Karim Oscar ANONRIN
Au Bénin, la réforme du système partisan a mis en exergue l’activité des femmes au sein des formations politiques. A titre illustratif, au nombre des structures du parti Bloc Républicain, il y a l’Organisation des femmes républicaines (OFR). Même sans dénomination au sein d’autres partis politiques comme l’Union Progressiste le Renouveau (UP le Renouveau), Les Démocrates, pour ne citer que ceux-là, les femmes s’organisent également. Les efforts pour plus d’engagement des femmes béninoises en politique continuent d’être déployés. Mais à quelques mois des premières élections générales de l’ère du renouveau démocratique au Bénin, prévues pour janvier 2026, beaucoup de questions restent en suspens. Comment les militantes s’activent-elles au sein des partis politiques et quelles sont leurs attentes ? Quid de la question de la parité homme/femme dans les instances de prise décisions ? Pour répondre à ces questions, trois femmes militantes dans trois différents partis ont accepté se prononcer. Il s’agit de Mahougnon Rolande Edwige Dansi, Juriste de formation et Secrétaire aux affaires sociales du parti Les Démocrates dans la 19ème Circonscription électorale (Adjarra, Aguégués, Sèmè-Podji). Pour cette dernière, il y a mieux à faire que ce qui se passe actuellement pour plus de femmes sur les listes électorales pour les prochaines joutes électorales. L’autre femme qui s’est prononcée sur le sujet est Rosaline Ahounou, Professeur certifié d’anglais et membre du parti Union Progressiste le Renouveau. Pour cette femme engagée en politique depuis plusieurs années, il faudra absolument que les partis politiques maintiennent la dynamique insufflée par le gouvernement en positionnant plus de femmes sur les listes électorales. Elle rêve que le Parlement, 10ème législature, la prochaine, soit composée d’au moins 60 femmes contre 29 aujourd’hui sur les 109 députés membres de l’institution. Dr Nadine Akogbéto Aïssi, membre du parti Bloc Républicain, semble aussi être sur la même longueur d’onde que ses compatriotes Mahougnon Rolande Edwige Dansi du parti Les Démocrates et Rosaline du parti l’UP le Renouveau.
Mahougnon Rolande Edwige Dansi du parti Les Lémocrates

La question de la parité du genre au Bénin et surtout celle relative à la présence des femmes dans les instances de prise de décisions. Quel est le bilan que vous en faites depuis l’avènement du régime de la rupture ?

::::::

### Consigne 1
Répondez à ces questions sur l'extrait sur les militantes béninoises :
(a) Quelle structure du parti Bloc Républicain regroupe les femmes ?
(b) Combien de femmes Rosaline Ahounou souhaite-t-elle voir siéger dans la 10ème législature ?
(c) Quel poste Mahougnon Rolande Edwige Dansi occupe-t-elle au sein du parti Les Démocrates ?
### Consigne 2
Pouvez-vous compléter l'extrait sur les militantes béninoises en écrivant la suite qui vient après sa dernière question ?

### Lignes de données

::::::

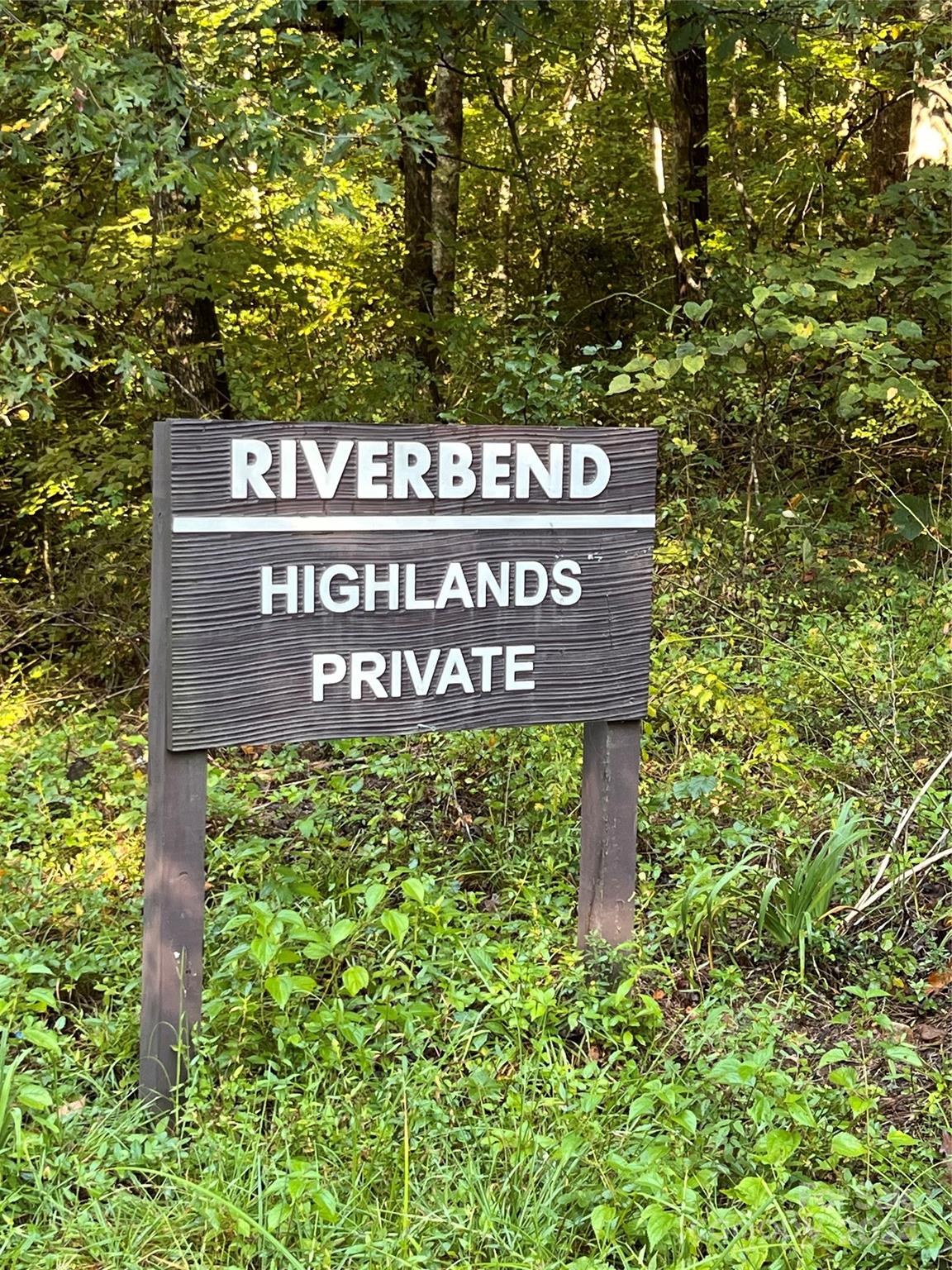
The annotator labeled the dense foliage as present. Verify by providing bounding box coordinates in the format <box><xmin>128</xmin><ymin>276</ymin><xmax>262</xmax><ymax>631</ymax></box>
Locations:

::::::

### Réponse rédigée 1
(a) L'Organisation des femmes républicaines (OFR).
(b) Au moins 60 femmes.
(c) Elle est Secrétaire aux affaires sociales dans la 19ème Circonscription électorale (Adjarra, Aguégués, Sèmè-Podji).

### Réponse rédigée 2
La présence des femmes dans les instances de prise décisions a connu des progrès significatifs. Par exemple, il y a eu cette discrimination positive en faveur des femmes qui a permis d’avoir une augmentation de la représentativité féminine à l’Assemblée nationale avec aujourd’hui un taux de 18,4% en 2023. Plus précisément, à l’issue des élections législatives de janvier 2023, nous avons eu 29 femmes élues à l’Assemblée nationale. Lorsque nous observons les autres institutions de la République, nous avons une femme qui préside la Haute Cour de Justice, une femme qui préside la Cour des comptes, une femme qui est Vice-présidente de la République. Cependant, malgré ces avancées, les femmes restent sous représentées dans les institutions de la République. Le gouvernement ne compte que 5 femmes sur 19 membres et il y a 3 femmes Maires sur les 77 au Bénin ; ce qui est insignifiant par rapport à nos aspirations.
Est-ce que vous n’exagérez pas un peu ? Le gouvernement dit le contraire de ce que vous dites.
Certes ! Avec le soutien des organismes internationaux, le gouvernement fait des efforts pour renforcer le leadership féminin, mais il faut plus d’efforts pour soulever les obstacles à l’atteinte réelle des objectifs. Moi qui vous parle, je suis une bénéficiaire de l’un des programmes à l’égalité du genre au Bénin. Mais de ma position, je pense que le chemin est encore semé d’embûches. C’est le sens même de notre engagement politique au sein du parti Les Démocrates. Au sein de notre parti, nous avons 27 femmes leaders réparties dans les 77 Communes du Bénin qui travaillent chacune avec des milliers d’autres femmes dans ces Communes selon les directives bien définies par le parti ; l’objectif étant d’atteindre des résultats plus probants. Nous devons travailler à inverser la tendance. Par exemple, il existe encore des facteurs socioéconomiques, culturels et éducatifs qui expliquent le faible taux de présence des femmes dans les formations politiques qui constituent le creuset par où l’on passe pour accéder à des postes électifs et nominatifs.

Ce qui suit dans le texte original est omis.